Provided text:
-- Begin --

I know after I read Verity that I said I probably wasn't going to read another one of Hoover's books, but here we are. I ended up caving out of curiosity about the movie showing at Book Bonanza that I was too tired to attend. One thing I feel I should mention: I don't believe the words "domestic violence" or "abuse" were ever used in any of Colleen Hoover and Blake Lively's on-stage movie marketing. Maybe it was assumed audience members would likely already know about that aspect, or maybe Hoover was still thinking of it as some kind of spoiler. I feel like it should have been mentioned more directly.
Anyway, I generally liked Lily but felt that she had a somewhat simplistic way of viewing the world. For some reason she seemed to equate "donates to charity" with "is a good person" - this came up often enough that it kind of irked me.

-- End --

Dataset:
-- Begin --

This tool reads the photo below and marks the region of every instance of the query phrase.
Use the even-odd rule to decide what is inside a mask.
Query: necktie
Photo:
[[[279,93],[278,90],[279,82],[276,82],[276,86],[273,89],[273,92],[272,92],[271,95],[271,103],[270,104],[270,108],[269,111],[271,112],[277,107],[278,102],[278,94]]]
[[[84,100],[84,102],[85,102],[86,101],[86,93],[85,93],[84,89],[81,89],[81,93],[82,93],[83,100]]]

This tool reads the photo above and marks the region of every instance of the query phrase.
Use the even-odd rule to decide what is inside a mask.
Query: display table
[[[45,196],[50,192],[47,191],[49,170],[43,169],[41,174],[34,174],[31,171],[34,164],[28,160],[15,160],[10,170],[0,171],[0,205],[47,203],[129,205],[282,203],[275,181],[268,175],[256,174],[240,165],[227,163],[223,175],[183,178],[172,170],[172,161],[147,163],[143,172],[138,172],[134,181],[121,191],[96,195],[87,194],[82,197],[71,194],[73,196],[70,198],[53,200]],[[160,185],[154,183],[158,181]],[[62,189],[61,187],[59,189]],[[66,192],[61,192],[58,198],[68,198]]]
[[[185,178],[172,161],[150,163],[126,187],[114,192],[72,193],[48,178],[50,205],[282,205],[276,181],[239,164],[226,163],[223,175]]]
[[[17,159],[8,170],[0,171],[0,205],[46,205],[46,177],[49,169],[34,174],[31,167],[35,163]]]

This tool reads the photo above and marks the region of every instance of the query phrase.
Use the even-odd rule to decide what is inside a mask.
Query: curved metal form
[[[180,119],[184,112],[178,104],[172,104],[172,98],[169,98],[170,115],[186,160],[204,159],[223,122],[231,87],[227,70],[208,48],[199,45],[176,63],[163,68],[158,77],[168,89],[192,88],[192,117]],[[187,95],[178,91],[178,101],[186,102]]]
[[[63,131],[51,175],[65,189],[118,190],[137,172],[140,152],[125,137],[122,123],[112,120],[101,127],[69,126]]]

-- End --

Problems:
• A. According to the book review, what made the writer read another of Hoover's books?
• B. Go on with the book review, picking up after its final sentence.
The material can be set aside; nothing here depends on it.

In response:
• A. Curiosity about the movie showing at Book Bonanza, which the writer was too tired to attend.

• B.
I know that Hoover wanted to look at the complexities of domestic violence and the reasons why women might choose to stay with men who abused them, but I feel like even here it was treated in a relatively simplistic way. Basically, Lily loved Ryle, and it's not like he drank like her father, or tried to trap and isolate her. That makes him a good guy who just occasionally does bad things, right? (That's sarcasm, by the way.)
The ending pissed me off. It was presented like Lily was breaking the cycle of abuse, but the end result was that Ryle was still a part of her life. Reading the description for the next book made me even more upset with the way this one ended.
Extras:
A note by the author in which she discusses the inspiration for this book.